◆ Passage ◆
——————————

The US is energy independent and has been for a few years. It oscillates a bit depending on markets and demand and will continue to do so because the US is not at war with the world and if energy companies can make money on world markets it will.
Ultimately, the United States doesn't need Alberta. It's nice to trade with when it can get oil cheaply, but it doesn't in any way **need** Alberta. And the really crappy detail is this... it can get Alberta oil on the cheap without any need to give all those pesky non-Americans living there any kinds of rights, (much less citizenship or the right to work in the US and take American jobs), because Alberta doesn't really have any alternative market, not even in Canada. That's why the US companies don't have to pay the global market rate for Alberta crude... they pay a discount rate because (quality issues aside) Canada just doesn't have a lot of alternative markets.
This is not to say that Alberta has nothing. It happens to have a great energy resource. That's fantastic. But it's not the trump card some people seem to think it is.
Thanks Susan. Good counter arguments. Here’s my thoughts though.
1. I don’t believe Trump see’s the world in maybe the way you and I do. And think the idea of having all of Canadas resources under US jurisdiction and control is what is underlying the thought. At the end of the day, the US is still relying on a foreign country in Canada for its energy and economic security.
2. The welfare state piece is a good point. It’s a liability for sure. That said, we’re kind of small potatoes. The US could absorb it easily, there is also likely a thought that our future resource potential offsets our liabilities - which under proper management is true.
3. I think State status could be offered, and would need to be. The configuration I don’t know what it would look like yet. Put in a business analogy- this is best gamed out as a “friendly” takeover. Normally you sweeten the pot to sell your offer.
4. I think with Alberta specifically, the tax potential is attractive. I agree they are not “their“ resources, but the federal government takes corporate taxes, and taxes on all the employment attached Alberta workers which include high paying oil industry workers. Alberta is a net positive contributor to Federation, I believe we pay something like 6000 more per person into the federal coffers then we get back? Plus we make equalization payments in the tens of billions as well on top. On Alberta, as a standalone, it is a financially attractive and viable proposition.
Kind of famous for American history buffs is that Texas was the only new state admitted directly into the Union as a state, and the residents were clamouring to be loyal Americans and to be independent from Mexico. The Alamo and all that (some of it myth, yes.) All the other states were carved out of territories in the West as the Indians were gradually pacified and the states came to be populated with settlers moving west *who were already Americans.* Many in Congress today would doubt Alberta's loyalty and willingness to vote in Congress with U.S. national interests, being so recently part of a leftist foreign country with a long history of smug, parochial anti-Americanism that *really* grates on American ears. Not saying this is true of Alberta, but of Canada as a whole.
Chris, in your penultimate paragraph you say, ".... sorry to say Canada, but without Alberta, you're screwed."

——————————

◆ Data section ◆
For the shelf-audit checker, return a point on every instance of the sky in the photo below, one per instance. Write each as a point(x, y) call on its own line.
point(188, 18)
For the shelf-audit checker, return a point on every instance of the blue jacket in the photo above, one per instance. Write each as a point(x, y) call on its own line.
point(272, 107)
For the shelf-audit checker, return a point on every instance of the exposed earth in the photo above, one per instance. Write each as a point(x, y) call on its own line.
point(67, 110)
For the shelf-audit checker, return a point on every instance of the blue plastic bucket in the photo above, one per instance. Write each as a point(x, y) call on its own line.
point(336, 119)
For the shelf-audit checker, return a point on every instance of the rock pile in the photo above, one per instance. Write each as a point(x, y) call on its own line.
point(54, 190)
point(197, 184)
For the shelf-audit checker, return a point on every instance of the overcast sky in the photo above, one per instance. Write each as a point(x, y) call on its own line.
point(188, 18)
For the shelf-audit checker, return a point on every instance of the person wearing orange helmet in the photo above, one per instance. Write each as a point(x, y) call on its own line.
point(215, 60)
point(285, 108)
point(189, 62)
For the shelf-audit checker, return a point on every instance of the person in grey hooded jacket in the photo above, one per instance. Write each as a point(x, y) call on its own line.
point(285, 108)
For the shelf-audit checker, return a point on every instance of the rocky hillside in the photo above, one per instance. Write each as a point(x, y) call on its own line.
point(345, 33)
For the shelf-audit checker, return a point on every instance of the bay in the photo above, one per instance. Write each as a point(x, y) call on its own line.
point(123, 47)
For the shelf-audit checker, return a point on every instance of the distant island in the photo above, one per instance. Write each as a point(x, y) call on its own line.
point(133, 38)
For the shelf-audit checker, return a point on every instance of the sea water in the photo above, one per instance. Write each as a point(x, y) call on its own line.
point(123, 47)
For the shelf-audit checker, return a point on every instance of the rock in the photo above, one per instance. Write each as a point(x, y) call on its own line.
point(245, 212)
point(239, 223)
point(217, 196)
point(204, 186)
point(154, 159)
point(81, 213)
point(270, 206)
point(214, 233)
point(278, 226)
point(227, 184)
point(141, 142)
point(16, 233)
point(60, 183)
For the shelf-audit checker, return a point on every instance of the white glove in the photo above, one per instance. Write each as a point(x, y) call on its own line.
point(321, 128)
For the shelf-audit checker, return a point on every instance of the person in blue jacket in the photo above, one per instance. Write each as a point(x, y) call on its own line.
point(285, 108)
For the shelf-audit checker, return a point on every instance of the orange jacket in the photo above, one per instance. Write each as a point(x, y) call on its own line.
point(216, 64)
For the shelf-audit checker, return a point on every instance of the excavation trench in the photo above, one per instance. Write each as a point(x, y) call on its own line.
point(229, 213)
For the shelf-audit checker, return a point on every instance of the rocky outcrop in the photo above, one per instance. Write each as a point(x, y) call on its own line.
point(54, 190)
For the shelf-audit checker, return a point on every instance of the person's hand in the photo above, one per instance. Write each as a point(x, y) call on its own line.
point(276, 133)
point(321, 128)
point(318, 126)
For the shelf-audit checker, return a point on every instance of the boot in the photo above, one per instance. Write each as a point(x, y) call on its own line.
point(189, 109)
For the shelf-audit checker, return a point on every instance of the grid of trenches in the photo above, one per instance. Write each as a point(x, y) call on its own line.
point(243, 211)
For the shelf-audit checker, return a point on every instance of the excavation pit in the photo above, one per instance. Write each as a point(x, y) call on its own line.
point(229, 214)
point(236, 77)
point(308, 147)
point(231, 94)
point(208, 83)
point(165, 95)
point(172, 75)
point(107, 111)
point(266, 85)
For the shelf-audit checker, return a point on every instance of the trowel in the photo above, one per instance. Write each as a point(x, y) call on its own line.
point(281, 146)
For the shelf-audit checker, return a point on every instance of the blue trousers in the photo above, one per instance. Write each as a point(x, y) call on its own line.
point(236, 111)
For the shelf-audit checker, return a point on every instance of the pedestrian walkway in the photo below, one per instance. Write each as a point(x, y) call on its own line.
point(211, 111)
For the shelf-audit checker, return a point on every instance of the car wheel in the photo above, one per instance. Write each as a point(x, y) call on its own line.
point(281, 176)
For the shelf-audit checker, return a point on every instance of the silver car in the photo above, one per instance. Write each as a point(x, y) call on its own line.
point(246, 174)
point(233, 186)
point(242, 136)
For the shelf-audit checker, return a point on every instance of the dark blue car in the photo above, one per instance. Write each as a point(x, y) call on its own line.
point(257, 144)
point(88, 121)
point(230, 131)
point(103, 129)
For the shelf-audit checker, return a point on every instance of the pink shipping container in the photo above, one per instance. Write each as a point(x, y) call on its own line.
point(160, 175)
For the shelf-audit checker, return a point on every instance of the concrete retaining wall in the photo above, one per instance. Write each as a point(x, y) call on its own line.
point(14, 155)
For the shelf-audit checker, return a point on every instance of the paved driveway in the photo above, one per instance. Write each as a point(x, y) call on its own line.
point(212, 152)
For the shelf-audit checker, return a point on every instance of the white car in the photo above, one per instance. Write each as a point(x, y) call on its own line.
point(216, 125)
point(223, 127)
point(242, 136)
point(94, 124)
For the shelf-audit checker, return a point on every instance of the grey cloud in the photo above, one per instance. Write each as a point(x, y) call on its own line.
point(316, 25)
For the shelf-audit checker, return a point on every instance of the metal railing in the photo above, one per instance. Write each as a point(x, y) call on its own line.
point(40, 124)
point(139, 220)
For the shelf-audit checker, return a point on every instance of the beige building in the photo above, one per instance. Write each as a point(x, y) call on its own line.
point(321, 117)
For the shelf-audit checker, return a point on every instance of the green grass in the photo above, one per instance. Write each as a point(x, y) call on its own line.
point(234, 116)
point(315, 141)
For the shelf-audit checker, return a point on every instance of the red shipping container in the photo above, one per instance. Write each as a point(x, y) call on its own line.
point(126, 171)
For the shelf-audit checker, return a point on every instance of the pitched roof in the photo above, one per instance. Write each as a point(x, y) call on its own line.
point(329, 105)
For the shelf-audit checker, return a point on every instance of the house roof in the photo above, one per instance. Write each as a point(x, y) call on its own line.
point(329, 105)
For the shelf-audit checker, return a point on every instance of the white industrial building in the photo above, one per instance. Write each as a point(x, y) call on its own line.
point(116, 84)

——————————

Transcribe the passage on Alberta and the United States from "Kind of famous" up to and including "as a whole.".

◆ Exercise answer ◆
Kind of famous for American history buffs is that Texas was the only new state admitted directly into the Union as a state, and the residents were clamouring to be loyal Americans and to be independent from Mexico. The Alamo and all that (some of it myth, yes.) All the other states were carved out of territories in the West as the Indians were gradually pacified and the states came to be populated with settlers moving west *who were already Americans.* Many in Congress today would doubt Alberta's loyalty and willingness to vote in Congress with U.S. national interests, being so recently part of a leftist foreign country with a long history of smug, parochial anti-Americanism that *really* grates on American ears. Not saying this is true of Alberta, but of Canada as a whole.